**EXERCISE INSTRUCTIONS:**
In the listing below, find the line with "Task: locate the man's" and the line with "Task: locate the elderly", then return them and every line between them exactly, minus the pictures.

**EXTRACTED DATA:**
>>>
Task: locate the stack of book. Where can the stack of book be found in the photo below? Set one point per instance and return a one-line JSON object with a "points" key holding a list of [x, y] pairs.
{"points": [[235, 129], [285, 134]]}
<<<
>>>
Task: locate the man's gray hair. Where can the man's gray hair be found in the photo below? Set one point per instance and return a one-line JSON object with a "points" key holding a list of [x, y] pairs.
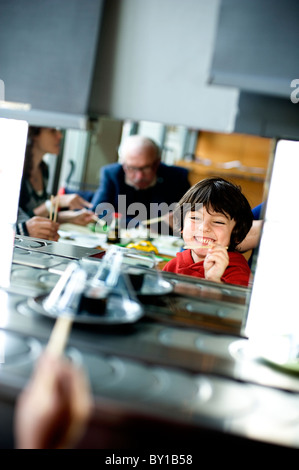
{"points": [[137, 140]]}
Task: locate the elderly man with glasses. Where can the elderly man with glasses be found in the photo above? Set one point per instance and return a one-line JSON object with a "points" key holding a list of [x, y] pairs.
<<<
>>>
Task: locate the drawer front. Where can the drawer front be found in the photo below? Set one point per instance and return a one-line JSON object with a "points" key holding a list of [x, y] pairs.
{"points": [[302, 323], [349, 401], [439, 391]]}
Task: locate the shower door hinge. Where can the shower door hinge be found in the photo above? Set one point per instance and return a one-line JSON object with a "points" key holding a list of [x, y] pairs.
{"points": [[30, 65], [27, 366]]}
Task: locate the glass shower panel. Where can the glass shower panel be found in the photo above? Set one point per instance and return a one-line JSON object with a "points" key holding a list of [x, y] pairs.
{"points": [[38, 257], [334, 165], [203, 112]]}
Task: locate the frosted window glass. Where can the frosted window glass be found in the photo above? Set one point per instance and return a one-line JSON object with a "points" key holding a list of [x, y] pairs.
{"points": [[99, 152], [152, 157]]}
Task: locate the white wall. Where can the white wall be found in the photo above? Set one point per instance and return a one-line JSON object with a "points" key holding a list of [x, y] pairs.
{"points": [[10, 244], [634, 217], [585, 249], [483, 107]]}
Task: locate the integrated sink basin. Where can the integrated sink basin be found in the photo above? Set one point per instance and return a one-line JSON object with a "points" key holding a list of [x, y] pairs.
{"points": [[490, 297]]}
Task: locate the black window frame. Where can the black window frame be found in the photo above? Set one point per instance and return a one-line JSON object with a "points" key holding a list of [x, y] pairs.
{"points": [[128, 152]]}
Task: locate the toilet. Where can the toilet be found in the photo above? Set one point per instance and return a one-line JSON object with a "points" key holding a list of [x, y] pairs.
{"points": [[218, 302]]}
<<<
**RESPONSE BELOW:**
Task: locate the man's gray hair. Where can the man's gray hair be found in the photo below? Set one point per instance and return a one-line JSON object with a "points" key holding a list of [x, y] pairs.
{"points": [[137, 140]]}
Task: locate the elderly man with glasses. Where can the elderly man with glasses be found in the photo above? Set one point per instance and return a one-line JSON object with a "points" key holding a list of [x, y] pairs.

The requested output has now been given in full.